## Brief
Can you pull out each line of the data below that includes the word "task"?

## Provided material
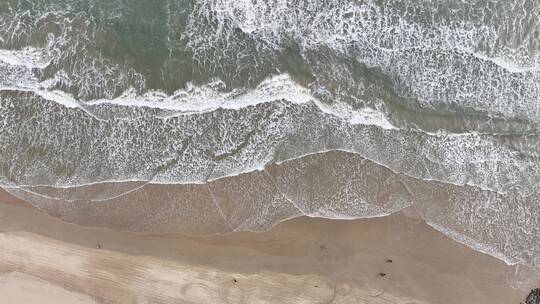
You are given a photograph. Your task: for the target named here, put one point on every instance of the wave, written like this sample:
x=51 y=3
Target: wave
x=335 y=185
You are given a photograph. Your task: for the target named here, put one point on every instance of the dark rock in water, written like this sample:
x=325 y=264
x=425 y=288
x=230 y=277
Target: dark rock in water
x=533 y=297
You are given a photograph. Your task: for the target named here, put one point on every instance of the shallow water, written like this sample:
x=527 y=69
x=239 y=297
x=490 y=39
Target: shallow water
x=223 y=108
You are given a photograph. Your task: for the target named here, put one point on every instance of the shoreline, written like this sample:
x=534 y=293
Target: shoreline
x=395 y=259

## Exercise solution
You are given a photograph. Your task: for the target named here, put one point on every instance of the wave, written like this sample:
You are given a photograph. Your task: for the target named here, put one point on every instance of the dark rock in water, written like this sample:
You are given a photograph. Your task: for the target named here, put one point on every instance of the shallow water, written like this sample:
You are given a photograph. Your task: for the target named here, put one point on every instance of the shoreline, written like this sample:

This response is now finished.